— Start Data provided —

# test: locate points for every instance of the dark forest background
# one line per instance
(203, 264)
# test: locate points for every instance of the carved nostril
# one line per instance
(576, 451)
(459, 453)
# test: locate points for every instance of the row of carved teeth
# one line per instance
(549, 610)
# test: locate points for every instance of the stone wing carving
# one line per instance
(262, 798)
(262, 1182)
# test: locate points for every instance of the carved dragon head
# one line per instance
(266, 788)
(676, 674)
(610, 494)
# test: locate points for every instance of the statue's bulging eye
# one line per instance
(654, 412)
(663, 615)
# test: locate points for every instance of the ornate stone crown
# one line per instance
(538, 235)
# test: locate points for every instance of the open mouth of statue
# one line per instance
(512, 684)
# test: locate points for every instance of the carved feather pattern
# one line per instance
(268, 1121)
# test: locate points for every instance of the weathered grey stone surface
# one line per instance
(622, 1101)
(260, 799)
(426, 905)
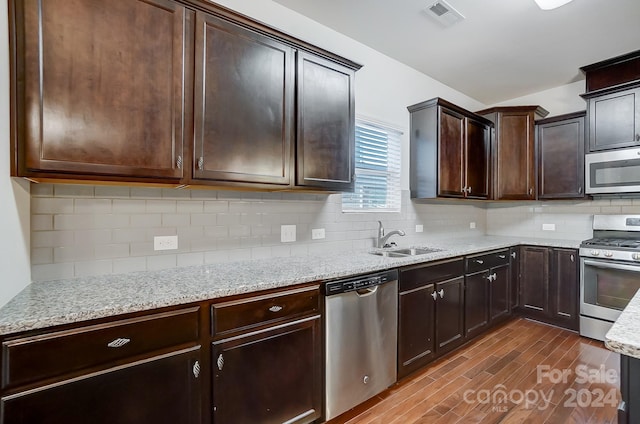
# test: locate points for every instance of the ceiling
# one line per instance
(504, 49)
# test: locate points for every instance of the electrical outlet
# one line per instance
(165, 242)
(317, 233)
(287, 233)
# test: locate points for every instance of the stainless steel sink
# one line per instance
(403, 253)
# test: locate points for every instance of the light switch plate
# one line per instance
(165, 242)
(287, 233)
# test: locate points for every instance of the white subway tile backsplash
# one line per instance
(155, 263)
(98, 267)
(107, 229)
(124, 265)
(41, 222)
(49, 272)
(51, 205)
(92, 206)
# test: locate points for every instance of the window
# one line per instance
(377, 186)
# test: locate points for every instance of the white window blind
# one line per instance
(377, 186)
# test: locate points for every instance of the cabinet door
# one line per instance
(499, 289)
(416, 342)
(451, 157)
(325, 123)
(269, 376)
(476, 303)
(164, 389)
(514, 263)
(561, 159)
(534, 280)
(514, 172)
(614, 120)
(478, 144)
(244, 104)
(449, 314)
(106, 87)
(564, 288)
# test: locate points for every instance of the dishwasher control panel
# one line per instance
(358, 283)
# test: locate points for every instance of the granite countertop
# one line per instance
(624, 335)
(45, 304)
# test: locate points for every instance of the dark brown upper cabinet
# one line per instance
(613, 102)
(101, 89)
(614, 119)
(244, 101)
(139, 91)
(513, 151)
(325, 124)
(450, 151)
(560, 146)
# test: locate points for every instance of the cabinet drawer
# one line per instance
(486, 261)
(49, 355)
(412, 278)
(249, 312)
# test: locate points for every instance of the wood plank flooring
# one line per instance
(522, 372)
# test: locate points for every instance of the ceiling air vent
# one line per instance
(444, 13)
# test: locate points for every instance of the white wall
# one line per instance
(14, 195)
(558, 100)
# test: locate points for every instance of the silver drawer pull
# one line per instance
(119, 342)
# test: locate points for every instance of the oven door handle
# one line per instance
(607, 265)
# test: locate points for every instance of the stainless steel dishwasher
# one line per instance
(361, 325)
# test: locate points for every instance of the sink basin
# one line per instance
(403, 253)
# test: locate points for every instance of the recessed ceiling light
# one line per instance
(551, 4)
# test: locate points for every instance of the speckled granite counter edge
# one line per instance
(47, 304)
(624, 335)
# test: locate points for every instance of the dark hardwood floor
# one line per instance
(522, 372)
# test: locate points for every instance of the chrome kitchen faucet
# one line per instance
(381, 240)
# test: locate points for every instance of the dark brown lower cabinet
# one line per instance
(549, 285)
(488, 280)
(431, 313)
(163, 389)
(514, 261)
(269, 376)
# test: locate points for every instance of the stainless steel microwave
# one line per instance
(613, 171)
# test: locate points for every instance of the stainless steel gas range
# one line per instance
(609, 272)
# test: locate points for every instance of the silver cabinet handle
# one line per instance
(119, 342)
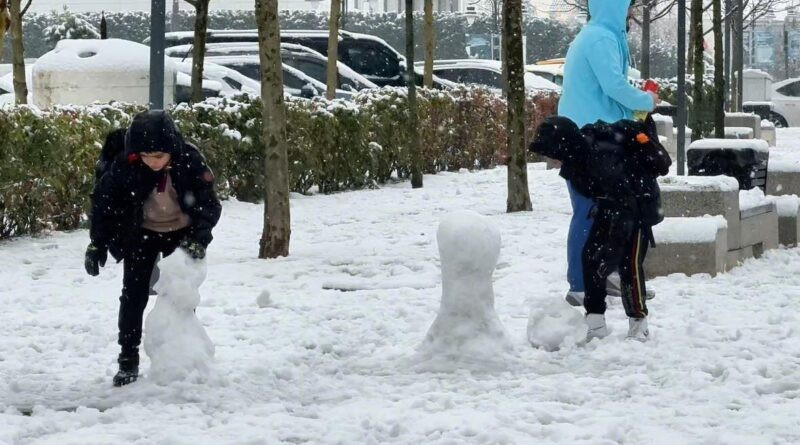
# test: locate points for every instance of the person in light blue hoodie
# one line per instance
(596, 88)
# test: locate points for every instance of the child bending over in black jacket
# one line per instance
(617, 166)
(153, 194)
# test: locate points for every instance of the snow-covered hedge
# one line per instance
(47, 158)
(546, 38)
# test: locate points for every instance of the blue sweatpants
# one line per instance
(579, 229)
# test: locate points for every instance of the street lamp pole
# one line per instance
(157, 29)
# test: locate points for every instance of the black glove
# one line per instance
(95, 259)
(193, 248)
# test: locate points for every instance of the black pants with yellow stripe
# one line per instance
(616, 242)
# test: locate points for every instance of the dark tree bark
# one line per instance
(413, 130)
(719, 73)
(514, 68)
(277, 220)
(332, 75)
(199, 47)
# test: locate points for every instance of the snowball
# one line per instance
(554, 326)
(467, 327)
(175, 341)
(263, 299)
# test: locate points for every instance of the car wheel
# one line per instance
(778, 120)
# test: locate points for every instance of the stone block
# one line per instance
(759, 226)
(738, 133)
(749, 120)
(788, 230)
(783, 178)
(688, 246)
(737, 256)
(695, 196)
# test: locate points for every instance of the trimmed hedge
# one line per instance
(47, 158)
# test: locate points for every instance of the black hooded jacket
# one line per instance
(120, 193)
(614, 164)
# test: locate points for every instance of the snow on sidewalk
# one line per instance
(320, 365)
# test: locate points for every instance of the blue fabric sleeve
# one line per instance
(606, 63)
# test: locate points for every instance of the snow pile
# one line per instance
(555, 326)
(788, 205)
(467, 328)
(739, 132)
(730, 144)
(698, 183)
(689, 230)
(784, 165)
(175, 341)
(750, 199)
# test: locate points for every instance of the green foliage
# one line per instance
(47, 158)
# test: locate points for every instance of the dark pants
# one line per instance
(616, 242)
(138, 265)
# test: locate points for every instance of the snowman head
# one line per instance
(468, 243)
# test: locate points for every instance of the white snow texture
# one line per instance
(467, 327)
(175, 341)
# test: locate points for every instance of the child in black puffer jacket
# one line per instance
(154, 193)
(617, 166)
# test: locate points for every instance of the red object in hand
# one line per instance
(651, 86)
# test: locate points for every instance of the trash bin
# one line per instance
(745, 160)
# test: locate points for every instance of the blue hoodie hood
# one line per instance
(611, 14)
(596, 83)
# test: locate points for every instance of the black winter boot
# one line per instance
(128, 368)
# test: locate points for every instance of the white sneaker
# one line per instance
(575, 298)
(596, 326)
(637, 329)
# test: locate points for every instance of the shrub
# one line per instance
(47, 158)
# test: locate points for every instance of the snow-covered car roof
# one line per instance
(95, 55)
(230, 58)
(783, 83)
(532, 81)
(215, 75)
(556, 70)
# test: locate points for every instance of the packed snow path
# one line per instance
(326, 360)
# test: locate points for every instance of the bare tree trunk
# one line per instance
(698, 66)
(5, 23)
(690, 55)
(199, 47)
(277, 220)
(411, 81)
(20, 82)
(103, 26)
(176, 10)
(727, 62)
(738, 55)
(518, 195)
(430, 44)
(333, 49)
(646, 24)
(719, 73)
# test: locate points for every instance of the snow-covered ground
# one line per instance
(326, 355)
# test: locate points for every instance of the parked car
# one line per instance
(217, 81)
(295, 82)
(305, 59)
(484, 72)
(367, 55)
(786, 103)
(552, 70)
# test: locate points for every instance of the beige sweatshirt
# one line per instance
(162, 212)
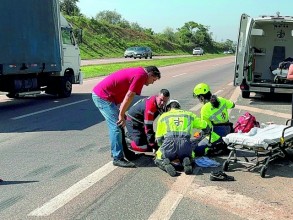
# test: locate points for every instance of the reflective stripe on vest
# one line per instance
(213, 118)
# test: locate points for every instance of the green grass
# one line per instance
(105, 69)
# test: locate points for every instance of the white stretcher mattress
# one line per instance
(259, 137)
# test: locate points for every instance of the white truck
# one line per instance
(263, 44)
(38, 51)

— End Data provided —

:: What the task requires ::
Convert the data above into a numbered list, one item per line, skipping any blank lines. Omit the pictures from your answer.

:: Task answer ::
1. # test: locate points for every instance of the dark forest background
2. # one line per instance
3. (203, 264)
4. # test: locate points for every instance of the carved nostril
5. # one line per instance
6. (576, 451)
7. (459, 453)
8. # test: locate points for every instance of the row of carved teeth
9. # one line per instance
10. (549, 610)
11. # test: locate points for every instance of the stone wing carving
12. # one line per instance
13. (262, 798)
14. (262, 1182)
15. # test: locate points for every instance of the carved dragon head
16. # one line per instance
17. (266, 788)
18. (676, 674)
19. (610, 494)
20. # test: locate points for every instance of the statue's bulging eye
21. # one line per instance
22. (654, 412)
23. (663, 615)
24. # test: locate points for every instance of the ornate stone crown
25. # one line per instance
26. (538, 235)
27. # test: locate points for every instance of the open mouth of statue
28. # one line per instance
29. (512, 684)
30. # test: locate points for every instance of the carved feather pattern
31. # one line per instance
32. (268, 1121)
33. # test: locate points for every instance of the weathered grey stone surface
34. # one line per instance
35. (622, 1101)
36. (260, 799)
37. (426, 905)
38. # test: locate points for every instance of the ceiling
39. # one line per instance
40. (504, 49)
41. # test: locate points for every instance of the electrical outlet
42. # one line per instance
43. (165, 242)
44. (317, 233)
45. (287, 233)
46. # test: locate points for every instance of the stainless steel sink
47. # one line per instance
48. (403, 253)
49. # test: locate points for every instance of the light switch plate
50. # one line per instance
51. (165, 242)
52. (287, 233)
53. # test: locate points for every instance of the white subway tile backsplash
54. # one line per instance
55. (155, 263)
56. (98, 267)
57. (107, 229)
58. (124, 265)
59. (41, 222)
60. (49, 272)
61. (51, 205)
62. (92, 206)
63. # test: locate points for every instance of the window
64. # one line per instance
65. (377, 186)
66. # test: locate points for every instance of the white window blind
67. # one line per instance
68. (377, 186)
69. # test: locate points for every instance of the cabinet door
70. # one line per instance
71. (499, 289)
72. (416, 342)
73. (451, 157)
74. (325, 123)
75. (269, 376)
76. (476, 303)
77. (164, 389)
78. (514, 263)
79. (561, 159)
80. (534, 280)
81. (514, 172)
82. (614, 120)
83. (478, 144)
84. (244, 104)
85. (449, 314)
86. (106, 87)
87. (564, 288)
88. # test: locate points for every instance of the dishwasher control panel
89. # one line per instance
90. (358, 283)
91. # test: locate points for every instance of the granite countertop
92. # one line per instance
93. (624, 335)
94. (45, 304)
95. # test: locate points for every instance of the dark brown upper cabinet
96. # one line per instance
97. (613, 102)
98. (101, 89)
99. (614, 119)
100. (244, 101)
101. (139, 91)
102. (513, 151)
103. (325, 124)
104. (450, 151)
105. (560, 146)
106. # test: locate points for every instance of the cabinet drawer
107. # one line per instance
108. (486, 261)
109. (49, 355)
110. (412, 278)
111. (249, 312)
112. # test: locate points for every instance of the wood plank flooring
113. # one line per instance
114. (522, 372)
115. # test: locate points for every instance of the ceiling air vent
116. # one line per instance
117. (444, 13)
118. # test: locate points for every instance of the white wall
119. # one line per instance
120. (14, 195)
121. (558, 100)
122. # test: locate points for every instance of the silver drawer pull
123. # one line per instance
124. (119, 342)
125. # test: locate points for every instance of the oven door handle
126. # one line per instance
127. (607, 265)
128. # test: locate points for every instance of the stainless steel dishwasher
129. # one line per instance
130. (361, 325)
131. # test: locate points for every instance of the sink basin
132. # one line per instance
133. (403, 253)
134. # test: locate points for every instance of the recessed ceiling light
135. # one line per instance
136. (551, 4)
137. # test: locate points for every instance of the speckled granite counter edge
138. # one line per instance
139. (47, 304)
140. (624, 335)
141. # test: locate points for every instance of the dark hardwood floor
142. # one line per instance
143. (522, 372)
144. # test: locate points for every instance of the chrome kitchen faucet
145. # one line per instance
146. (381, 240)
147. # test: locate points for every instance of the dark brown lower cabinet
148. # one line per instance
149. (549, 285)
150. (488, 280)
151. (431, 313)
152. (163, 389)
153. (514, 261)
154. (269, 376)
155. # test: locate points for every instance of the stainless steel microwave
156. # one line per instance
157. (613, 171)
158. # test: locate points for every instance of the stainless steel gas range
159. # one line per instance
160. (609, 272)
161. # test: locate points for every instance of the silver cabinet handle
162. # one line per instance
163. (119, 342)
164. # test: locate points for every instance of the person in light blue hoodie
165. # one line per instance
166. (596, 88)
167. # test: locate points for every instance of the child bending over in black jacket
168. # one line per instance
169. (617, 166)
170. (153, 194)
171. # test: locate points for every instance of the snow-covered hedge
172. # one line per instance
173. (47, 158)
174. (546, 38)
175. # test: locate points for every instance of the blue sweatpants
176. # one line per instance
177. (579, 229)
178. # test: locate points for every instance of the street lamp pole
179. # one line per instance
180. (157, 29)
181. # test: locate points for every instance of the black glove
182. # one line per instance
183. (95, 259)
184. (193, 248)
185. # test: locate points for every instance of the black pants with yellow stripe
186. # one line per instance
187. (616, 242)
188. # test: locate points for every instance of the dark tree bark
189. # one line per instance
190. (413, 130)
191. (719, 73)
192. (514, 68)
193. (277, 220)
194. (332, 75)
195. (199, 47)
196. # test: locate points for every instance of the snowball
197. # one line per instance
198. (554, 326)
199. (467, 327)
200. (175, 341)
201. (263, 299)
202. # test: locate points for every instance of the car wheel
203. # one line per instance
204. (778, 120)
205. # test: locate points for every instance of the stone block
206. # one line per instance
207. (759, 226)
208. (738, 133)
209. (749, 120)
210. (788, 230)
211. (783, 178)
212. (688, 246)
213. (737, 256)
214. (695, 196)
215. # test: locate points for every instance of the trimmed hedge
216. # one line per instance
217. (47, 158)
218. # test: locate points for every instance of the black hooded jacket
219. # one line per instance
220. (120, 193)
221. (614, 164)
222. # test: locate points for every instance of the snow on sidewalk
223. # one line per instance
224. (320, 365)
225. # test: locate points for every instance of the blue fabric sleeve
226. # one line per instance
227. (606, 63)
228. # test: locate points for every instance of the snow pile
229. # one line per instance
230. (555, 326)
231. (788, 205)
232. (467, 328)
233. (739, 132)
234. (730, 144)
235. (698, 183)
236. (689, 230)
237. (784, 165)
238. (175, 341)
239. (750, 199)
240. # test: locate points for every instance of the green foliage
241. # one line per instance
242. (47, 158)
243. # test: locate points for every instance of the dark pants
244. # one line per instance
245. (616, 242)
246. (138, 265)
247. # test: locate points for every instance of the snowman head
248. # one line per instance
249. (468, 243)
250. # test: locate points for every instance of the white snow texture
251. # one line per instance
252. (467, 327)
253. (175, 341)
254. # test: locate points for every instance of the child in black puffer jacket
255. # one line per instance
256. (154, 193)
257. (617, 166)
258. # test: locate points for every instance of the red object in hand
259. # one line per instance
260. (651, 86)
261. # test: locate points for every instance of the trash bin
262. # one line per instance
263. (745, 160)
264. # test: locate points for every instance of the blue hoodie hood
265. # one line per instance
266. (611, 14)
267. (596, 83)
268. # test: locate points for every instance of the black winter boot
269. # one line per instance
270. (128, 368)
271. # test: locate points for every instance of the white sneaker
272. # one line per instance
273. (575, 298)
274. (596, 326)
275. (637, 329)
276. # test: locate points for every instance of the shrub
277. # one line per instance
278. (47, 158)
279. # test: locate points for every instance of the snow-covered car roof
280. # one line per instance
281. (95, 55)
282. (230, 58)
283. (783, 83)
284. (532, 81)
285. (215, 75)
286. (556, 70)
287. # test: locate points for every instance of the packed snow path
288. # one line per instance
289. (326, 360)
290. # test: locate points for every instance of the bare tree trunk
291. # one line per instance
292. (698, 66)
293. (5, 23)
294. (690, 55)
295. (199, 47)
296. (277, 220)
297. (411, 81)
298. (20, 82)
299. (103, 26)
300. (176, 10)
301. (727, 62)
302. (738, 55)
303. (518, 195)
304. (430, 44)
305. (333, 49)
306. (646, 24)
307. (719, 73)
308. # test: locate points for every instance of the snow-covered ground
309. # one line per instance
310. (326, 355)
311. # test: locate points for every instance of the parked car
312. # one line per instance
313. (217, 81)
314. (295, 82)
315. (305, 59)
316. (484, 72)
317. (367, 55)
318. (786, 103)
319. (552, 70)
320. # test: locate points for every instance of the beige sweatshirt
321. # one line per instance
322. (162, 212)
323. # test: locate points for every instance of the reflective stripe on vest
324. # one line per instance
325. (213, 118)
326. # test: locate points for every instance of the green grass
327. # one line per instance
328. (105, 69)
329. # test: locate points for every instance of the white stretcher mattress
330. # one line per instance
331. (259, 137)
332. # test: locate points for every instance of the white truck
333. # one line per instance
334. (263, 44)
335. (38, 51)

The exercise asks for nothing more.